Excerpts of pointing data:
--- begin ---
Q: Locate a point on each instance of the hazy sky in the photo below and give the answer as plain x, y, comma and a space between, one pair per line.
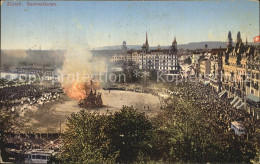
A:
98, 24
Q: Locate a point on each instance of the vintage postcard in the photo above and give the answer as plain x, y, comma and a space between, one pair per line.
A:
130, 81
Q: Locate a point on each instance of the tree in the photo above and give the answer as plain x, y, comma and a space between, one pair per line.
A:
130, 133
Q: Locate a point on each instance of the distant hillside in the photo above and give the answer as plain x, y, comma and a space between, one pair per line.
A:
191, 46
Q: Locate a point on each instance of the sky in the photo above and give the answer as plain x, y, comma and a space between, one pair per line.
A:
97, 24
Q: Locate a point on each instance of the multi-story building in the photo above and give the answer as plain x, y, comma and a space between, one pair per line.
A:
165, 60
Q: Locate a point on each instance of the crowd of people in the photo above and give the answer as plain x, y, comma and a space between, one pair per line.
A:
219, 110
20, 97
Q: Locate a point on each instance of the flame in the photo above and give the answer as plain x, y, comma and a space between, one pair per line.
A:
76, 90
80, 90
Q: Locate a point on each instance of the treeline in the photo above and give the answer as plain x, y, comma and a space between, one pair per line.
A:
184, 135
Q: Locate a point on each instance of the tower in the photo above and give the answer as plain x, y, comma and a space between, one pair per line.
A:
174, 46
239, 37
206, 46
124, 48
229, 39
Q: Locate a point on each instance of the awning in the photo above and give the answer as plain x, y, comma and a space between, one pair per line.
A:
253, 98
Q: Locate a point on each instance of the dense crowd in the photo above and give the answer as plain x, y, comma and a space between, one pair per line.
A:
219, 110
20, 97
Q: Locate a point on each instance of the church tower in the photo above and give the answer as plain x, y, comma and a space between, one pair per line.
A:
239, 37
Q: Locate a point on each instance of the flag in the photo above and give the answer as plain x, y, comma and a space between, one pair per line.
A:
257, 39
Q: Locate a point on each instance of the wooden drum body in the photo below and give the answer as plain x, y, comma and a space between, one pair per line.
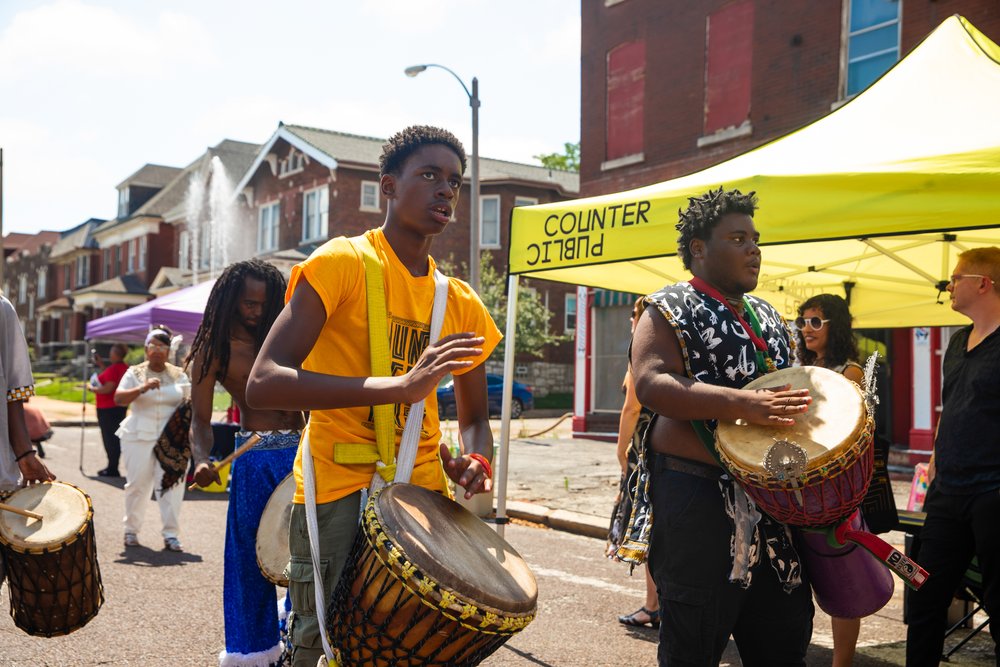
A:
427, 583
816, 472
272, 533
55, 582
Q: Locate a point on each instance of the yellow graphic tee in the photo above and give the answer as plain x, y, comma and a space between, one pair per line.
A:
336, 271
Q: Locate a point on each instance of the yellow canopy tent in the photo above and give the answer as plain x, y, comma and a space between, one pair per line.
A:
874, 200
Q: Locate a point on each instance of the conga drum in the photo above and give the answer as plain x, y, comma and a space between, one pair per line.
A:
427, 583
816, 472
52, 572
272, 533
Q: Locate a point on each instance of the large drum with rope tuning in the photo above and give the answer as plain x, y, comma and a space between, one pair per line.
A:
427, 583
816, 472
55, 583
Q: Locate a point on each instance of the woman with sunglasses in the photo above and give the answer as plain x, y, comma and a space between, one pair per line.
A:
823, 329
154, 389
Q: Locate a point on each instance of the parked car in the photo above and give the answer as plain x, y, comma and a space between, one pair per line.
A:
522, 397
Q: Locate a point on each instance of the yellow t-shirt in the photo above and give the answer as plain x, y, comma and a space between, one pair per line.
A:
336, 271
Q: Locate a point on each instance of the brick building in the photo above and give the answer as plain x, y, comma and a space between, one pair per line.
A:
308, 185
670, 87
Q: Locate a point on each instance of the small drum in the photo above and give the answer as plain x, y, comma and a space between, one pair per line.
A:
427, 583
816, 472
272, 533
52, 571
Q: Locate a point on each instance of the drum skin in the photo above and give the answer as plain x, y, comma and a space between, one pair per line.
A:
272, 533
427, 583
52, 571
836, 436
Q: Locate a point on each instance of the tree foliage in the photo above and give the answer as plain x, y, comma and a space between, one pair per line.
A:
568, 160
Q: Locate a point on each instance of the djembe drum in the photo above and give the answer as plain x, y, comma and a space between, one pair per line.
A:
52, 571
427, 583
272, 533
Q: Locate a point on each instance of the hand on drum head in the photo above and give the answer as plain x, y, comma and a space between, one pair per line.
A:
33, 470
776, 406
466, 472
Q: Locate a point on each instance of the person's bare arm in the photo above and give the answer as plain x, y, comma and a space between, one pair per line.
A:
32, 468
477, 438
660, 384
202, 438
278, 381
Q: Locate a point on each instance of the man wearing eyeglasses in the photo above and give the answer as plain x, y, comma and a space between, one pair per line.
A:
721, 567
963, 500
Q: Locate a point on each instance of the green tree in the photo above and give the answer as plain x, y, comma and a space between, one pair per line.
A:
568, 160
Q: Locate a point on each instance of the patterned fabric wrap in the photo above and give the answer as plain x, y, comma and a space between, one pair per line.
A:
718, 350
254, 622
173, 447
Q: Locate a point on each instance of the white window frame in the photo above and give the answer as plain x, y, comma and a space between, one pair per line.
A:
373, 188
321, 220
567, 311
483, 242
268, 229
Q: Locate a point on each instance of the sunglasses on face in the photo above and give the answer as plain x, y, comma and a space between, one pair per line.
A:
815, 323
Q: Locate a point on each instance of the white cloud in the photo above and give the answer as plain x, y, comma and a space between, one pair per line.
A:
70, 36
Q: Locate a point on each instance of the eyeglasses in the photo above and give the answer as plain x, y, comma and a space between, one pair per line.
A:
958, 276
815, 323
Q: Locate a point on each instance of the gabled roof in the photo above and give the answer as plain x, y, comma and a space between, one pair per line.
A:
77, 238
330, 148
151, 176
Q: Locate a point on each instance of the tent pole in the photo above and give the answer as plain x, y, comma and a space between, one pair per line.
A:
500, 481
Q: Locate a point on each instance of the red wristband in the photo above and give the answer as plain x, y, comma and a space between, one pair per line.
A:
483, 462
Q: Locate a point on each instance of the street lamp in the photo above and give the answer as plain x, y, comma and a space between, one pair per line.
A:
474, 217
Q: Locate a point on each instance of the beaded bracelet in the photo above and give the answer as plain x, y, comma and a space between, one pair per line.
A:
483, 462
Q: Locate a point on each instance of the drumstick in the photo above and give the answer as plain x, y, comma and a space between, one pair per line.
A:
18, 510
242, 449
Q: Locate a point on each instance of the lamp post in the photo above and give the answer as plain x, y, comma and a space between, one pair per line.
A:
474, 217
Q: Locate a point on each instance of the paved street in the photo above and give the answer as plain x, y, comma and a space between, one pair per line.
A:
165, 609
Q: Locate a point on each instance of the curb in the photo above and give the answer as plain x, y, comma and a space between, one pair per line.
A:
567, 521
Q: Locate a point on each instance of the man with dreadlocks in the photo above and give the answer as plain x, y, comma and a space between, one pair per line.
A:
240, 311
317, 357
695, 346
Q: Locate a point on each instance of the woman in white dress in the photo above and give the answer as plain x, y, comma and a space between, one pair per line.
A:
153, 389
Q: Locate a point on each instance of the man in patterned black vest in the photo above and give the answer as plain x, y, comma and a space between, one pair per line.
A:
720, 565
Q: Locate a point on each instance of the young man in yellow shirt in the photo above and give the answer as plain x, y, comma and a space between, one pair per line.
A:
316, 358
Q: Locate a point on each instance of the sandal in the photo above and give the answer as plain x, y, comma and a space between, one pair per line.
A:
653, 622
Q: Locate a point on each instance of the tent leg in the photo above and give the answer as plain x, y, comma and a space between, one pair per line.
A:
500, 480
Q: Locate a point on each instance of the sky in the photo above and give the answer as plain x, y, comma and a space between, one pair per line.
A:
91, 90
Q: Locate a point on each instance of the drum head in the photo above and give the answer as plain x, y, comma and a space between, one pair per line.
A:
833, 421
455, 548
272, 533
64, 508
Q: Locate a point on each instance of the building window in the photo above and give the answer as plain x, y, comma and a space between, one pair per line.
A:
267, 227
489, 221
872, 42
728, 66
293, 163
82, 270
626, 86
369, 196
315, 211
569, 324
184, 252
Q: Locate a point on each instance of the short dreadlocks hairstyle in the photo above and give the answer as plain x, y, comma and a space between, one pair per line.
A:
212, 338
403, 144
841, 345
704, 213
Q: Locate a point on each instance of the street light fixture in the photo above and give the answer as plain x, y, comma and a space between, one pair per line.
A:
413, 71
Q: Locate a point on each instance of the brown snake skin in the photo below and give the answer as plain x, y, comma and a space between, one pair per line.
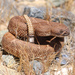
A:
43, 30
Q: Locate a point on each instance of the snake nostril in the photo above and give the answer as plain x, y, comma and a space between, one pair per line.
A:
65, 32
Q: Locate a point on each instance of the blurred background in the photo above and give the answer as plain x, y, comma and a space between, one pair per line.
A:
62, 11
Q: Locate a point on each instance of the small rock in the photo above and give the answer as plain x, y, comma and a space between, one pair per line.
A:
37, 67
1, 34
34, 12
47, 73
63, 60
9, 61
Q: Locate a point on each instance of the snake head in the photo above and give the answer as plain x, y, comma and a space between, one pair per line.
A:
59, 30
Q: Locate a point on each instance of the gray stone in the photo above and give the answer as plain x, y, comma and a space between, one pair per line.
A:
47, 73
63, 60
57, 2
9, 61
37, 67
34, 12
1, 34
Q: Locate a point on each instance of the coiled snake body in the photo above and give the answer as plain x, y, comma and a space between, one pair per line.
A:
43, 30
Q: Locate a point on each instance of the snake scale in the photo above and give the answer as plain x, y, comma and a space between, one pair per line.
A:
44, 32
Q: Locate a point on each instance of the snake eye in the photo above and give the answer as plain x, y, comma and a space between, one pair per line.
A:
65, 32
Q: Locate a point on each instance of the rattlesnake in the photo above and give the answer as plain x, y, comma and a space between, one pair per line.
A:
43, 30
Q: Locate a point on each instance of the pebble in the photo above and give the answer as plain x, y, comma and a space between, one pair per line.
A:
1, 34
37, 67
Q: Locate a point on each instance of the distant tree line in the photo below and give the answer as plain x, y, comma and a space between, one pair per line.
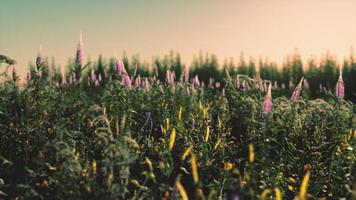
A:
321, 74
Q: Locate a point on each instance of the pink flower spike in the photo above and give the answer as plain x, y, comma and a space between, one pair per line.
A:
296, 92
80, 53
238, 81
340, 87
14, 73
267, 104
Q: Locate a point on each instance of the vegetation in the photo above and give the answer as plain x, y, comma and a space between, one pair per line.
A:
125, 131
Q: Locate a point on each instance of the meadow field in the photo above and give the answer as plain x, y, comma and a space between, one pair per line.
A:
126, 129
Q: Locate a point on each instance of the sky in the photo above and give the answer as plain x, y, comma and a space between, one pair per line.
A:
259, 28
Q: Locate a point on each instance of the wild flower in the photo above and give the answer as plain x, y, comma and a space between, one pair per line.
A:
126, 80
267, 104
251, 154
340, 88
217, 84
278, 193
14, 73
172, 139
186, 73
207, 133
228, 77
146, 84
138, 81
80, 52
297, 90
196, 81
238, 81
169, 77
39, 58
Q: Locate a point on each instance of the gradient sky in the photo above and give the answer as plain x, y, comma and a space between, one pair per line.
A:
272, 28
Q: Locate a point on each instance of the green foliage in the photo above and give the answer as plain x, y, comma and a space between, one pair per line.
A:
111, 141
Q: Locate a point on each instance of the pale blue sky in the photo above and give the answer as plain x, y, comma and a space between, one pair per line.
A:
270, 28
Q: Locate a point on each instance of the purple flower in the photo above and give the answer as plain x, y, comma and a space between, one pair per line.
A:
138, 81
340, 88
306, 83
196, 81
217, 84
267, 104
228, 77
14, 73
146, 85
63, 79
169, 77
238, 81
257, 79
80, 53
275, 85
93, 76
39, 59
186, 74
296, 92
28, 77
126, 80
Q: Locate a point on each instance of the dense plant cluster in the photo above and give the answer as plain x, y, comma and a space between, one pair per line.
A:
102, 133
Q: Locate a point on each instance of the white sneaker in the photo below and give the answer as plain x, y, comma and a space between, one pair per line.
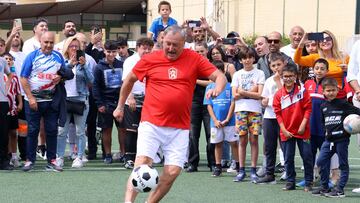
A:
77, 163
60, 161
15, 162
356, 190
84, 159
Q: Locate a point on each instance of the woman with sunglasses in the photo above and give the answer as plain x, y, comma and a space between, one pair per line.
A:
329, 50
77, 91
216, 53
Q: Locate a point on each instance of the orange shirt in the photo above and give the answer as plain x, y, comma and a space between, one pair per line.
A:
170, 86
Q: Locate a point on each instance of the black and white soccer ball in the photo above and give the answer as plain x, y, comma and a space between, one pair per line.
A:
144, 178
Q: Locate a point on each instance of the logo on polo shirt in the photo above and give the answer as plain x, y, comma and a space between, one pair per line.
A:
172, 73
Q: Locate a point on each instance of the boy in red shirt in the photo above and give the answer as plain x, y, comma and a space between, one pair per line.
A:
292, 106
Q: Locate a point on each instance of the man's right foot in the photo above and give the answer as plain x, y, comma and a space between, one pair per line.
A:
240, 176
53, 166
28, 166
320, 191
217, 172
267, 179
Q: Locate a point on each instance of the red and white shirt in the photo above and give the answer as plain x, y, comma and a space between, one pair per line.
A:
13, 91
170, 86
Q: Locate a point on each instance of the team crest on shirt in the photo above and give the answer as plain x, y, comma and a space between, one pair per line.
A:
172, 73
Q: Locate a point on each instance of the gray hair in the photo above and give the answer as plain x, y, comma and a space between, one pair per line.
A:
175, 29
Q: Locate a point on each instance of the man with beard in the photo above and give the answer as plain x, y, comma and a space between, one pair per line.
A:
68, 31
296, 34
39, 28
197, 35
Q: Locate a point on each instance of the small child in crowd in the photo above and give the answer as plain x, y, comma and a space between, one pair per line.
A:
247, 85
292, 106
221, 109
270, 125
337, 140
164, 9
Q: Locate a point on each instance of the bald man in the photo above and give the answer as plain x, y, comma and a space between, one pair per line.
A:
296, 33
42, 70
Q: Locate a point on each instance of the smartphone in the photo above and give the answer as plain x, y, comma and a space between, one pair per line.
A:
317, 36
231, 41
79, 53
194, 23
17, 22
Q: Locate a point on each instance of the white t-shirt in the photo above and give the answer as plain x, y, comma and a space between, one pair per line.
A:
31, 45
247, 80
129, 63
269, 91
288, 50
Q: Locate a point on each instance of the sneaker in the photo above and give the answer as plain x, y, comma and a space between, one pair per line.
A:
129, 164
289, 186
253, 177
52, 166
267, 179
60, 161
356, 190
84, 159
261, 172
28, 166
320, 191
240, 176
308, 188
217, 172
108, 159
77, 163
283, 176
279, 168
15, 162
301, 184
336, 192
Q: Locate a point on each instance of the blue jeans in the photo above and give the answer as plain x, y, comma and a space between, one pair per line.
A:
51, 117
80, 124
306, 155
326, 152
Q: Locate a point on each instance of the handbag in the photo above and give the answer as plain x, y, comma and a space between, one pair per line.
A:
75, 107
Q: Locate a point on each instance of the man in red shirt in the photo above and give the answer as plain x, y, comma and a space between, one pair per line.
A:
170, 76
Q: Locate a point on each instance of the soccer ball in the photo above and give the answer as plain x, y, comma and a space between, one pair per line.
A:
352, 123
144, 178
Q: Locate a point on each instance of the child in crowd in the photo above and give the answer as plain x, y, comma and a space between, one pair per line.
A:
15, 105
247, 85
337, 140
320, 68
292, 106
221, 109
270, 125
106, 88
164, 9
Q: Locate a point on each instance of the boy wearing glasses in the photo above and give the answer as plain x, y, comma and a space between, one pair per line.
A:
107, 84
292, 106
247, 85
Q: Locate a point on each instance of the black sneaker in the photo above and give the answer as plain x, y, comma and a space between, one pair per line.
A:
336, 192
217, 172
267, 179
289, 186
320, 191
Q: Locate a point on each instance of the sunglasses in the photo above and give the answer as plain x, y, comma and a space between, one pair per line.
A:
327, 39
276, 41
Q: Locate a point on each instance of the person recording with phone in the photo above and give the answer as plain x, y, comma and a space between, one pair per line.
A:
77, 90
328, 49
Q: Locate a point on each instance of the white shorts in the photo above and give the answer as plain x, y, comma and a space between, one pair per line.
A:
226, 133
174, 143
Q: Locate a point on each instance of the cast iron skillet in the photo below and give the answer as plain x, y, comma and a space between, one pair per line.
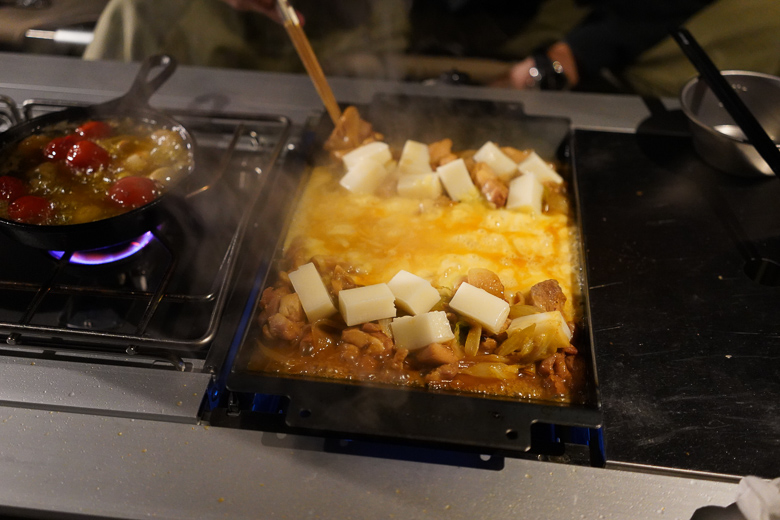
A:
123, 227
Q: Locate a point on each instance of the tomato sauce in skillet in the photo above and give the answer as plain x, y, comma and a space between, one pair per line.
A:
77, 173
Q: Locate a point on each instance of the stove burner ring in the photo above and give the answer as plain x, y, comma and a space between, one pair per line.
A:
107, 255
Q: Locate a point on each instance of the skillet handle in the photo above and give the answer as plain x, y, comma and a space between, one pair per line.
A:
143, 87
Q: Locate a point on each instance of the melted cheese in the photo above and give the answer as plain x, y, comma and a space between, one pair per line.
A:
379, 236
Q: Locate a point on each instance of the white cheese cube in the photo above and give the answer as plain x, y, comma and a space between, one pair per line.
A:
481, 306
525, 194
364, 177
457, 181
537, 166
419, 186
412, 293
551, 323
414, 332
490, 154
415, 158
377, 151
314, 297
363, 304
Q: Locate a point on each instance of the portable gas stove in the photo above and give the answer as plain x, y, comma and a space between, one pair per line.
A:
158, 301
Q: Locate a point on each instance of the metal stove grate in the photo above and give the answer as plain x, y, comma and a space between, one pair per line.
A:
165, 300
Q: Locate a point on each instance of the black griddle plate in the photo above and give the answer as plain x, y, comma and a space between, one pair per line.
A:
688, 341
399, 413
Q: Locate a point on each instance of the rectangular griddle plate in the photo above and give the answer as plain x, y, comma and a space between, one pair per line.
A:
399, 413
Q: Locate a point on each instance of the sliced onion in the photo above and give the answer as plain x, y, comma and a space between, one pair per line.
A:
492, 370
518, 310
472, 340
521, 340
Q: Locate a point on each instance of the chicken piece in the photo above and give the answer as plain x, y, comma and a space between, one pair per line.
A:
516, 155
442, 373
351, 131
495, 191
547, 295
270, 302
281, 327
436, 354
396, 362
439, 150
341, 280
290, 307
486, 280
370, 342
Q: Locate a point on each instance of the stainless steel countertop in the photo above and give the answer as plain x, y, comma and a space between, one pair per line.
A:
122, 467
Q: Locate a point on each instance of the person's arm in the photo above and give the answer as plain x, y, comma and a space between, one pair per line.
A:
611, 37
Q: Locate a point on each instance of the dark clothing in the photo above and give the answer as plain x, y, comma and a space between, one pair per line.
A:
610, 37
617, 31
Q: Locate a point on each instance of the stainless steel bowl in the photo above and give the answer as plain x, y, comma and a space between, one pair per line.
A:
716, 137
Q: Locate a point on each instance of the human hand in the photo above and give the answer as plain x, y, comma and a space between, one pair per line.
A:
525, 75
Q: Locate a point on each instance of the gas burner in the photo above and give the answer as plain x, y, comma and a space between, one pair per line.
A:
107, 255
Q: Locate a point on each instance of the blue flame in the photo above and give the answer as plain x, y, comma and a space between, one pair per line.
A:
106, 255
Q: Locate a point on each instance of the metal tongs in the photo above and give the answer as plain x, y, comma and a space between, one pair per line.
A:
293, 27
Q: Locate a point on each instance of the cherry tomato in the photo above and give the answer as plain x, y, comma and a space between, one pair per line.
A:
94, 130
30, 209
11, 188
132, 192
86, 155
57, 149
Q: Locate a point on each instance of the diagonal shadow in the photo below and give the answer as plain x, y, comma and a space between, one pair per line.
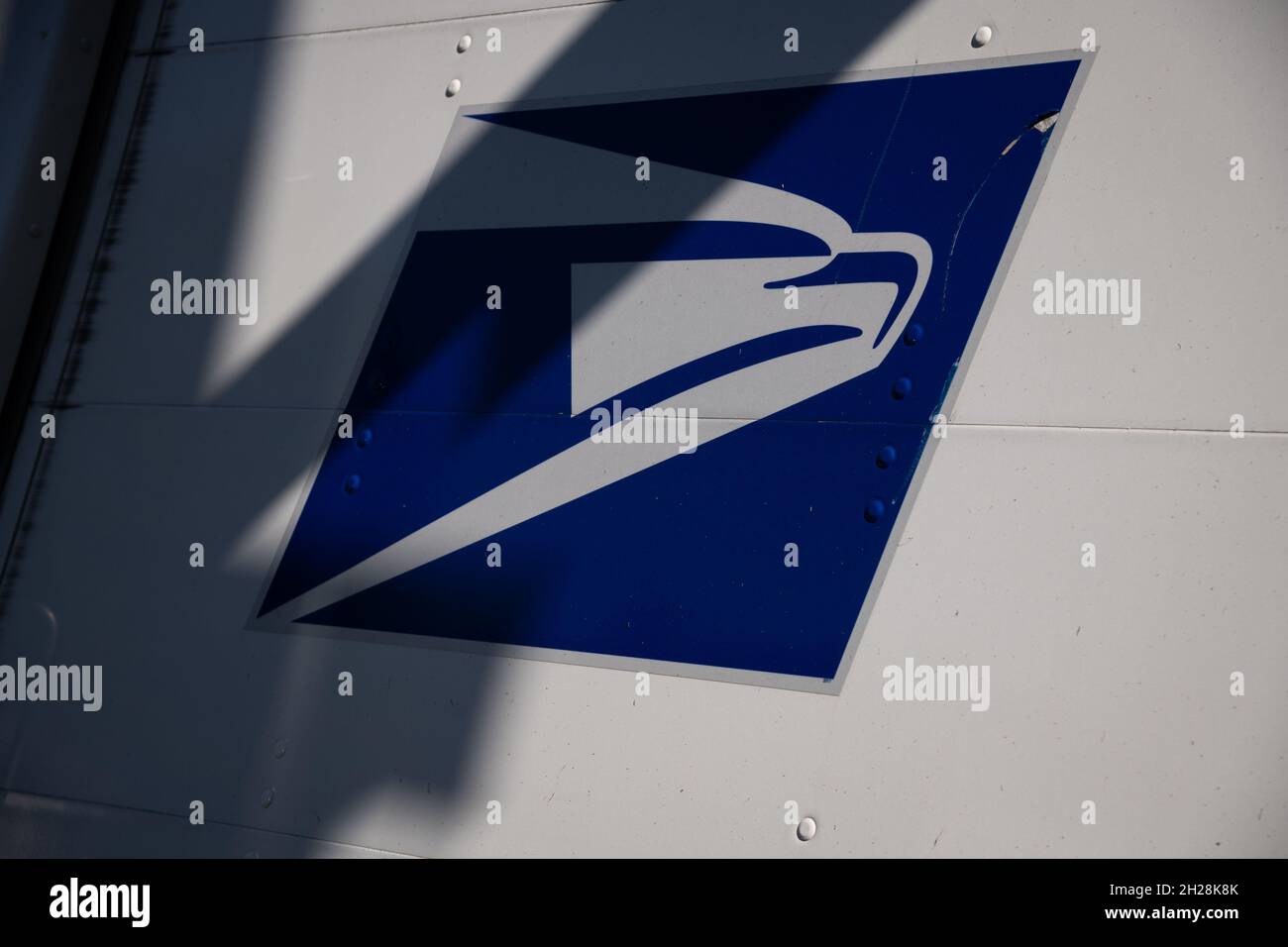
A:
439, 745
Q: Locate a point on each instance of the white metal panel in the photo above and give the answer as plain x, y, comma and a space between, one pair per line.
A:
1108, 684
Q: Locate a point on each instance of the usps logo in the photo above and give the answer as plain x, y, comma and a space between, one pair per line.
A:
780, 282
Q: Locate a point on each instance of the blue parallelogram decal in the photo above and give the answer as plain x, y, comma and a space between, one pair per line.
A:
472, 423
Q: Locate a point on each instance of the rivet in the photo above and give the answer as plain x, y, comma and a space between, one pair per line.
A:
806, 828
--- end ---
# Instructions to follow:
Copy the data above word for word, from the line that contains "Q: Locate a point on each instance of the diagonal" through the end of the data, both included. Leave the pictures out of your copy.

# Completed task:
Q: Locate a point on each instance of the diagonal shadow in the photo below and give the answer as plain x, y, comma and a space between, one pair per line.
A:
439, 745
Q: Locate a point on each instance of the white metal panel in the photo above and give the answer as plain x, y, comma and a space between, one pair per line.
A:
1108, 684
Q: Locate a point on each instance of the usps logo in the photo above and give the answer as plain x, y, comma and a space between, one pair per line.
A:
780, 282
Q: Locate a point on each instance of the blue parallelogram decal in the photo above and give the answer as plain x, y, comma and a space between, one pair per line.
A:
472, 423
Q: Locate a point on each instance of the rivet in the photo above and give the answer as plain x, y, comma and a space between, one pair per line.
A:
806, 828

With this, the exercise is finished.